Problem set:
**1.** In the text on the Indigenous Protected Areas factsheets, which factsheet includes a map?
**2.** Format every line of the records below as a Markdown table with two columns, No. for the row number and Line for the line, and leave out blank lines.

Seven program-level factsheets were identified, dated 2000, 2001, 2006, 2008, 2010, 2015, and 2023. 3 These span all but the program's first three years. The 2006, 2008, and 2010 factsheets are very similar with small differences in the text: for example, updated information on the number of IPAs and size of the IPA estate. We can assume that these five years represent a period of stability for the program and recognize the pragmatics of factsheet production within poorly resourced departments. We also observe, in the Results, that ‘cut and paste’ repetition serves to embed dominant ways of understanding IPA objects, subjects and spaces.
Regarding format: the 2000 and 2001 factsheets are one-page documents with an opening section headed “Indigenous Protected Areas”, followed by descriptions of the declared IPAs at that point. The 2000 factsheet contains no images; the 2001 factsheet contains one. The 2000 factsheet includes a border of Aboriginal artwork attributed to Theresa Ardler. 4 Factsheets produced from 2006 to 2023 are visually similar (see Figure 2 as an example). All are two-pages, each page divided into two columns with text under headings. These factsheets are visually rich, each containing three photographs, and the 2015 factsheet includes a map. All incorporate stylistic designs and borders. The 2006, 2008, and 2010 factsheet borders incorporate Aboriginal artwork attributed to Eunice Nungarrayi Woods. 5 The 2015 and 2023 factsheets have borders with cross-hatching styles similar to Aboriginal art motifs but have no artist attributions.

Data rows:
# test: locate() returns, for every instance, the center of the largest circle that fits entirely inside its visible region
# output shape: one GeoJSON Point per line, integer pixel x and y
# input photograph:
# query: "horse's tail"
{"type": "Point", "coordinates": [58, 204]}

Outputs in order:
**1.** The 2015 factsheet.

**2.**
| No. | Line |
|---|---|
| 1 | # test: locate() returns, for every instance, the center of the largest circle that fits entirely inside its visible region |
| 2 | # output shape: one GeoJSON Point per line, integer pixel x and y |
| 3 | # input photograph: |
| 4 | # query: "horse's tail" |
| 5 | {"type": "Point", "coordinates": [58, 204]} |